A verbatim copy of the data below is the required output.

Natural language region descriptions

++++++

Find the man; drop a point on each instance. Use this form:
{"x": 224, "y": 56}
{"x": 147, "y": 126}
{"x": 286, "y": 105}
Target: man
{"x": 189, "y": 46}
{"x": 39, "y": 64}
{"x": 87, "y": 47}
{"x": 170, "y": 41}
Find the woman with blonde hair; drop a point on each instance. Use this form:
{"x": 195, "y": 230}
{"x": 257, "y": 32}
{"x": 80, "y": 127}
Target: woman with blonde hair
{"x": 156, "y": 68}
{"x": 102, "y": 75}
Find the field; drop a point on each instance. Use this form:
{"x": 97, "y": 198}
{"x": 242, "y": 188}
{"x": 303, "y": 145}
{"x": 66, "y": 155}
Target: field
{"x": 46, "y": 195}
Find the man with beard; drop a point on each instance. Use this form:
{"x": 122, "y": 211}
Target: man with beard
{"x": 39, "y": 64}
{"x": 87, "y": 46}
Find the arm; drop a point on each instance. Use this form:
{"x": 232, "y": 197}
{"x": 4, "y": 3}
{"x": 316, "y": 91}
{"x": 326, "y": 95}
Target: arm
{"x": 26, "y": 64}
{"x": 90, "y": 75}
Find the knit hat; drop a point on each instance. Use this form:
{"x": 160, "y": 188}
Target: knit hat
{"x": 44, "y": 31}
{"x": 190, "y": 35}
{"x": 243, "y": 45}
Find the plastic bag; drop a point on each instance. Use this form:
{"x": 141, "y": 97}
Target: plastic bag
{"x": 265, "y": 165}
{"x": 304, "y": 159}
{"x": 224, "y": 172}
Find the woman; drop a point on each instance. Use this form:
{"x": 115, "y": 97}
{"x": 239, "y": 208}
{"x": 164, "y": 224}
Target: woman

++++++

[Answer to this task]
Find the man; drop a point on each instance. Use this form:
{"x": 224, "y": 56}
{"x": 147, "y": 126}
{"x": 286, "y": 105}
Target: man
{"x": 189, "y": 46}
{"x": 39, "y": 64}
{"x": 87, "y": 47}
{"x": 170, "y": 41}
Find the woman with blonde hair; drop a point on each instance. Use this form:
{"x": 195, "y": 230}
{"x": 257, "y": 32}
{"x": 80, "y": 127}
Target: woman with blonde hair
{"x": 156, "y": 68}
{"x": 102, "y": 75}
Find the field; drop a point on each instance. Use this form:
{"x": 97, "y": 198}
{"x": 242, "y": 188}
{"x": 303, "y": 145}
{"x": 66, "y": 155}
Target: field
{"x": 46, "y": 195}
Find the man with beard; drop a point on each instance. Use this form:
{"x": 122, "y": 211}
Target: man with beard
{"x": 39, "y": 64}
{"x": 87, "y": 46}
Find the arm; drop a point on each instance. Use this form:
{"x": 232, "y": 197}
{"x": 4, "y": 3}
{"x": 316, "y": 91}
{"x": 326, "y": 95}
Target: arm
{"x": 26, "y": 64}
{"x": 90, "y": 75}
Find the knit hat; drop a point on each instance. Use this form:
{"x": 160, "y": 188}
Target: knit hat
{"x": 44, "y": 31}
{"x": 190, "y": 35}
{"x": 243, "y": 45}
Find the plastic bag; drop a point on each instance. Use this form:
{"x": 141, "y": 97}
Target: plastic bag
{"x": 265, "y": 165}
{"x": 304, "y": 159}
{"x": 224, "y": 172}
Find the woman; drop a point on each instance. Use this form:
{"x": 115, "y": 97}
{"x": 239, "y": 208}
{"x": 164, "y": 224}
Target: woman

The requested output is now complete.